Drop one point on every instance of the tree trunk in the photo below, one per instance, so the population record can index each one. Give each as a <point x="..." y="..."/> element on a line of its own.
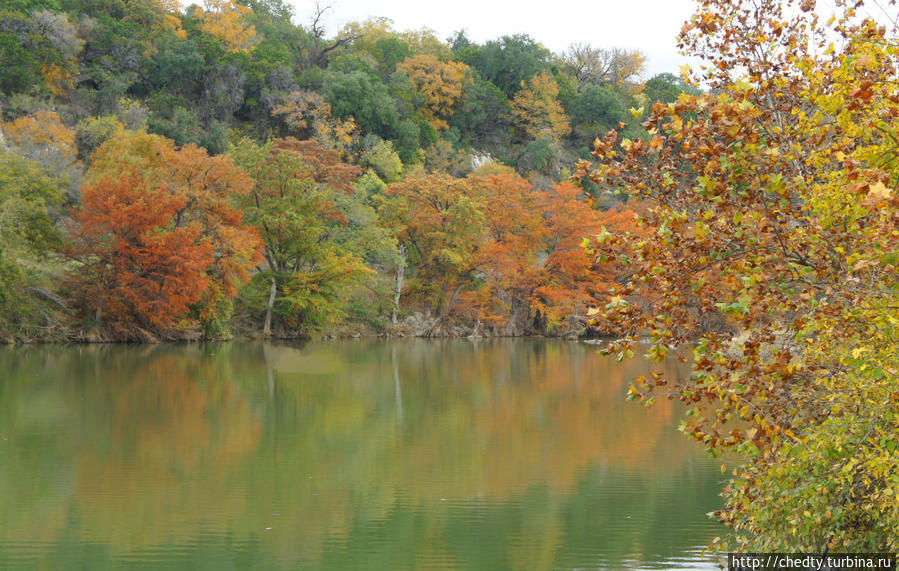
<point x="267" y="327"/>
<point x="400" y="270"/>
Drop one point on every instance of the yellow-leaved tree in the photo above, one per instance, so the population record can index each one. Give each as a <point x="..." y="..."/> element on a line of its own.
<point x="775" y="257"/>
<point x="536" y="108"/>
<point x="439" y="83"/>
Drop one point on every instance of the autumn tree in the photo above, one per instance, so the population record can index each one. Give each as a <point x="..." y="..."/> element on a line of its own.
<point x="30" y="199"/>
<point x="508" y="262"/>
<point x="156" y="239"/>
<point x="317" y="235"/>
<point x="537" y="110"/>
<point x="307" y="113"/>
<point x="441" y="221"/>
<point x="615" y="67"/>
<point x="439" y="83"/>
<point x="223" y="20"/>
<point x="774" y="256"/>
<point x="43" y="137"/>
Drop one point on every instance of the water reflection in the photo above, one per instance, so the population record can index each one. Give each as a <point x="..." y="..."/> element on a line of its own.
<point x="492" y="454"/>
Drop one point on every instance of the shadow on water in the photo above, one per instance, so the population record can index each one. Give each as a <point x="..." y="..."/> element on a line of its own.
<point x="490" y="454"/>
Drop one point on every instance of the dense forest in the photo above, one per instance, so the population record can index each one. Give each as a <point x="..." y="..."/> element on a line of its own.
<point x="170" y="173"/>
<point x="197" y="173"/>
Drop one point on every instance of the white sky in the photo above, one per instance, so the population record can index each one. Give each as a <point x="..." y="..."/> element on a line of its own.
<point x="648" y="25"/>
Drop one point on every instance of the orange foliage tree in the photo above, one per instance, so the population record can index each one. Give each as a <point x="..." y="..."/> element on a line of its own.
<point x="439" y="83"/>
<point x="494" y="249"/>
<point x="156" y="236"/>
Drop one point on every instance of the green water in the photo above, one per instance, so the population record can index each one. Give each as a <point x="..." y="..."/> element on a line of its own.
<point x="506" y="454"/>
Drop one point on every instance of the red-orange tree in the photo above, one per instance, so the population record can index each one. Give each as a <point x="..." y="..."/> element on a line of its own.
<point x="775" y="254"/>
<point x="156" y="236"/>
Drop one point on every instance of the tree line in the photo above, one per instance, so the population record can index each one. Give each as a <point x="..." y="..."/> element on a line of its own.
<point x="173" y="173"/>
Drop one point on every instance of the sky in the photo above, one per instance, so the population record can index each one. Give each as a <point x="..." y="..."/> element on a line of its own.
<point x="650" y="26"/>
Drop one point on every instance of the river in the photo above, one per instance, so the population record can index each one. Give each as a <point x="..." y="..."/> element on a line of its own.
<point x="362" y="454"/>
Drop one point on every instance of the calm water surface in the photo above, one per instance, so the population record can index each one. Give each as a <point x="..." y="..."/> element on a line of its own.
<point x="505" y="454"/>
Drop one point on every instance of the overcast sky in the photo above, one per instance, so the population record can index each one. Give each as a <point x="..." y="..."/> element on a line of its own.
<point x="648" y="25"/>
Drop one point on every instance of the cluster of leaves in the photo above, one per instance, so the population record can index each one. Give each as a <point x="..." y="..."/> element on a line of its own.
<point x="495" y="249"/>
<point x="775" y="256"/>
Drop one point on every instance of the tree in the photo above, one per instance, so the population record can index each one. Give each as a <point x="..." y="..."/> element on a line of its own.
<point x="439" y="83"/>
<point x="775" y="254"/>
<point x="315" y="238"/>
<point x="441" y="222"/>
<point x="309" y="115"/>
<point x="222" y="19"/>
<point x="507" y="62"/>
<point x="43" y="138"/>
<point x="615" y="67"/>
<point x="156" y="237"/>
<point x="30" y="198"/>
<point x="537" y="111"/>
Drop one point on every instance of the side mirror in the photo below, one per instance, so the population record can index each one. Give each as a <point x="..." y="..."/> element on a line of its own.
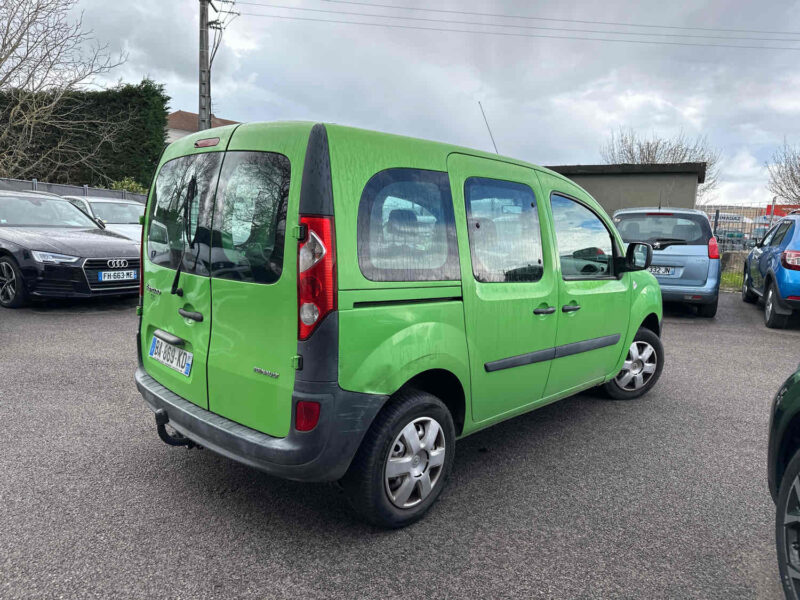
<point x="637" y="258"/>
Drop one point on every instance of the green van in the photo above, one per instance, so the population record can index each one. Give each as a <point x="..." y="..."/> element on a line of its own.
<point x="326" y="303"/>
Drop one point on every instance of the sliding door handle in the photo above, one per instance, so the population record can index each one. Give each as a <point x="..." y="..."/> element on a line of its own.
<point x="188" y="314"/>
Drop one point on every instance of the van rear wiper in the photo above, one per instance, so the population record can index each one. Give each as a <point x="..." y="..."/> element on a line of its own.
<point x="191" y="190"/>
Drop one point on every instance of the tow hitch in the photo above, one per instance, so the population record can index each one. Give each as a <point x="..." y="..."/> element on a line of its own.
<point x="173" y="440"/>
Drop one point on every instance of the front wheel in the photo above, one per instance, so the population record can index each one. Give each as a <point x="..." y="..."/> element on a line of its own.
<point x="641" y="369"/>
<point x="403" y="462"/>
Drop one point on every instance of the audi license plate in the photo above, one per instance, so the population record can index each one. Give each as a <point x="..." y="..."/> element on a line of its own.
<point x="171" y="356"/>
<point x="661" y="270"/>
<point x="116" y="275"/>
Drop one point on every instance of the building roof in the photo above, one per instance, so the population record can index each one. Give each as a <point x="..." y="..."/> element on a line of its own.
<point x="186" y="121"/>
<point x="698" y="169"/>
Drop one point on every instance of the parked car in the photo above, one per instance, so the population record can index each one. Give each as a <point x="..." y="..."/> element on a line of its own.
<point x="119" y="216"/>
<point x="685" y="253"/>
<point x="347" y="304"/>
<point x="49" y="248"/>
<point x="772" y="272"/>
<point x="783" y="476"/>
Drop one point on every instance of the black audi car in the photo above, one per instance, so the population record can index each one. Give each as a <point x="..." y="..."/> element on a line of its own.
<point x="49" y="248"/>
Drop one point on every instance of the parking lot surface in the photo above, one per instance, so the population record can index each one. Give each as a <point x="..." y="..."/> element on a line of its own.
<point x="662" y="497"/>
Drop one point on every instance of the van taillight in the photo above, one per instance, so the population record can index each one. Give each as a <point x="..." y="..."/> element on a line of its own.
<point x="316" y="274"/>
<point x="713" y="248"/>
<point x="791" y="259"/>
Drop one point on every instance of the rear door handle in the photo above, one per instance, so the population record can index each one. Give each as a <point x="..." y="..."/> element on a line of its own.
<point x="188" y="314"/>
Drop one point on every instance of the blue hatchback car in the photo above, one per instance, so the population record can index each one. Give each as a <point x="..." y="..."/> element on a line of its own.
<point x="772" y="272"/>
<point x="685" y="253"/>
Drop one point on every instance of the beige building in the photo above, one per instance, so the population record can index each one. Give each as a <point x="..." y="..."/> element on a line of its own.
<point x="181" y="123"/>
<point x="631" y="186"/>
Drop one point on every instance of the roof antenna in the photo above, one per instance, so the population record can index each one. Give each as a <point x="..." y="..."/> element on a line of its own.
<point x="487" y="127"/>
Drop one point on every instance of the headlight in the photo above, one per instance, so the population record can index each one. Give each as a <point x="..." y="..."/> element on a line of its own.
<point x="52" y="257"/>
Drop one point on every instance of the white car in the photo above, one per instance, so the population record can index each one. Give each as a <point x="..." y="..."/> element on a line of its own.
<point x="119" y="216"/>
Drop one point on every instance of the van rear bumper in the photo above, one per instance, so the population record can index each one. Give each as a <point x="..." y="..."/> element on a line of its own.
<point x="323" y="454"/>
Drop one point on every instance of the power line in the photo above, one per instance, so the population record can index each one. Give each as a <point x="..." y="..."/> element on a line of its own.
<point x="584" y="22"/>
<point x="524" y="35"/>
<point x="539" y="27"/>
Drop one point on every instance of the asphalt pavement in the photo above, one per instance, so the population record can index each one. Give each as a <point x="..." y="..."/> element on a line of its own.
<point x="662" y="497"/>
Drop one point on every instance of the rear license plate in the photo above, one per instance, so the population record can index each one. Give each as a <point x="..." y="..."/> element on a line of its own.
<point x="661" y="270"/>
<point x="175" y="358"/>
<point x="116" y="275"/>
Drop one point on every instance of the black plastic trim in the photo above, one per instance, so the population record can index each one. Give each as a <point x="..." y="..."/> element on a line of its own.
<point x="551" y="353"/>
<point x="316" y="192"/>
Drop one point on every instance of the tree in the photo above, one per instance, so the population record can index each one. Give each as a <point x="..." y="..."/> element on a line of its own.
<point x="784" y="173"/>
<point x="627" y="147"/>
<point x="45" y="55"/>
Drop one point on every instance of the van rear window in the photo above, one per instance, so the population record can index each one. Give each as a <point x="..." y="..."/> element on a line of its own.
<point x="689" y="229"/>
<point x="406" y="227"/>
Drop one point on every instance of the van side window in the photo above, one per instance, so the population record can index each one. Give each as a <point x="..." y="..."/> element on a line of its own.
<point x="185" y="182"/>
<point x="250" y="217"/>
<point x="406" y="227"/>
<point x="504" y="235"/>
<point x="585" y="246"/>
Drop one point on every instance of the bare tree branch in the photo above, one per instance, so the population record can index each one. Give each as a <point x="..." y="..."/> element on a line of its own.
<point x="625" y="146"/>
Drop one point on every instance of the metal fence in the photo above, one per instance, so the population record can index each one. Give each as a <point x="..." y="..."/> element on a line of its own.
<point x="738" y="229"/>
<point x="26" y="185"/>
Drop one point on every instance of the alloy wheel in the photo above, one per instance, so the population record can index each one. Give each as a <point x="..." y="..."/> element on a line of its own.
<point x="789" y="551"/>
<point x="8" y="283"/>
<point x="639" y="366"/>
<point x="415" y="462"/>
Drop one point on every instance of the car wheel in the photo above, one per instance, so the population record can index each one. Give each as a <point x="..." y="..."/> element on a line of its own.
<point x="787" y="529"/>
<point x="771" y="318"/>
<point x="12" y="287"/>
<point x="708" y="310"/>
<point x="641" y="369"/>
<point x="747" y="294"/>
<point x="403" y="462"/>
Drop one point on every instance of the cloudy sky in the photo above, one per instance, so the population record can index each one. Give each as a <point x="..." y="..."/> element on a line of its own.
<point x="549" y="101"/>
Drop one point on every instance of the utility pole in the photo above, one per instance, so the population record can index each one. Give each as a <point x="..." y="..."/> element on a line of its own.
<point x="204" y="107"/>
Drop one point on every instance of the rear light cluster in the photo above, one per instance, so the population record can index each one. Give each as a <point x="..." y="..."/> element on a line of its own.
<point x="713" y="248"/>
<point x="316" y="274"/>
<point x="790" y="259"/>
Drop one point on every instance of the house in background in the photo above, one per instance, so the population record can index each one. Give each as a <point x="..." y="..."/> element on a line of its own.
<point x="181" y="123"/>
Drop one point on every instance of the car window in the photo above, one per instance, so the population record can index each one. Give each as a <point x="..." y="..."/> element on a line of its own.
<point x="780" y="233"/>
<point x="504" y="234"/>
<point x="249" y="230"/>
<point x="187" y="182"/>
<point x="406" y="227"/>
<point x="585" y="246"/>
<point x="118" y="212"/>
<point x="653" y="227"/>
<point x="41" y="211"/>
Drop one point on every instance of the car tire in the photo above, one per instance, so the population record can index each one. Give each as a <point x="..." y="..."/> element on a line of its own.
<point x="12" y="286"/>
<point x="787" y="535"/>
<point x="708" y="310"/>
<point x="636" y="378"/>
<point x="771" y="318"/>
<point x="748" y="295"/>
<point x="408" y="433"/>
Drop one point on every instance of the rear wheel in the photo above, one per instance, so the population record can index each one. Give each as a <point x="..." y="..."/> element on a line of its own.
<point x="641" y="369"/>
<point x="12" y="287"/>
<point x="771" y="318"/>
<point x="403" y="462"/>
<point x="708" y="310"/>
<point x="747" y="294"/>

........

• _TASK TO CARRY OUT_
Reproduce only the lines running from the one that contains "Drop one point on every instance of the car tire" to the last line of the records.

• _OUTPUT OF THE TASK_
Drop one point on every instance of the car tire in the photo above, one per instance, so the population record can index each one. Give each as a <point x="..." y="..."/> element on a line of its own.
<point x="12" y="286"/>
<point x="787" y="535"/>
<point x="708" y="310"/>
<point x="636" y="378"/>
<point x="771" y="318"/>
<point x="748" y="295"/>
<point x="408" y="433"/>
Drop one point on every instance of the rear wheel in the photo above, one per instance, so the population record can index each one. Give each as a <point x="..." y="..."/> element on a line of its own.
<point x="641" y="369"/>
<point x="12" y="287"/>
<point x="771" y="318"/>
<point x="403" y="462"/>
<point x="708" y="310"/>
<point x="747" y="294"/>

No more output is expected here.